In terms of sequences, if \(x_1, x_2, x_3, \dots\) is a sequence of points from the domain \(A\) that gets closer and closer to \(a\) (but always \(x_n > a\), meaning \(x_n\) comes from the right side of \(a\)), and the function values \(f(x_1), f(x_2), f(x_3), \dots\) get closer and closer to some fixed value \(L\), then we say:

\[ \lim_{x \to a^+} f(x) = L. \]

This means the function values \(f(x)\) approach \(L\) as \(x\) moves toward \(a\) from the right side.
---
#### [TO BE DONE]
1. From the right-hand limit passage, extract word for word the part that opens with the words containing "In terms of" and closes with "the right side.".
2. Rewrite the paragraph of the right-hand limit passage that begins "In terms of sequences" as a short list, keeping its main facts.
3. Translate this sentence from the right-hand limit passage into Spanish: "This means the function values \(f(x)\) approach \(L\) as \(x\) moves toward \(a\) from the right side."

#### [DATASET EXTRACT]
---
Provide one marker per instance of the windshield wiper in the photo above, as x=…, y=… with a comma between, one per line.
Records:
---
#### [TASK-BY-TASK OUTPUTS]
1.
In terms of sequences, if \(x_1, x_2, x_3, \dots\) is a sequence of points from the domain \(A\) that gets closer and closer to \(a\) (but always \(x_n > a\), meaning \(x_n\) comes from the right side of \(a\)), and the function values \(f(x_1), f(x_2), f(x_3), \dots\) get closer and closer to some fixed value \(L\), then we say:

\[ \lim_{x \to a^+} f(x) = L. \]

This means the function values \(f(x)\) approach \(L\) as \(x\) moves toward \(a\) from the right side.

2.
- Take a sequence \(x_1, x_2, x_3, \dots\) of points from the domain \(A\) that gets closer and closer to \(a\).
- Every \(x_n > a\), so the points come from the right side of \(a\).
- If the values \(f(x_1), f(x_2), f(x_3), \dots\) get closer and closer to a fixed value \(L\), we say the limit of \(f(x)\) as \(x \to a^+\) equals \(L\).

3. Esto significa que los valores de la función \(f(x)\) se aproximan a \(L\) a medida que \(x\) se acerca a \(a\) por el lado derecho.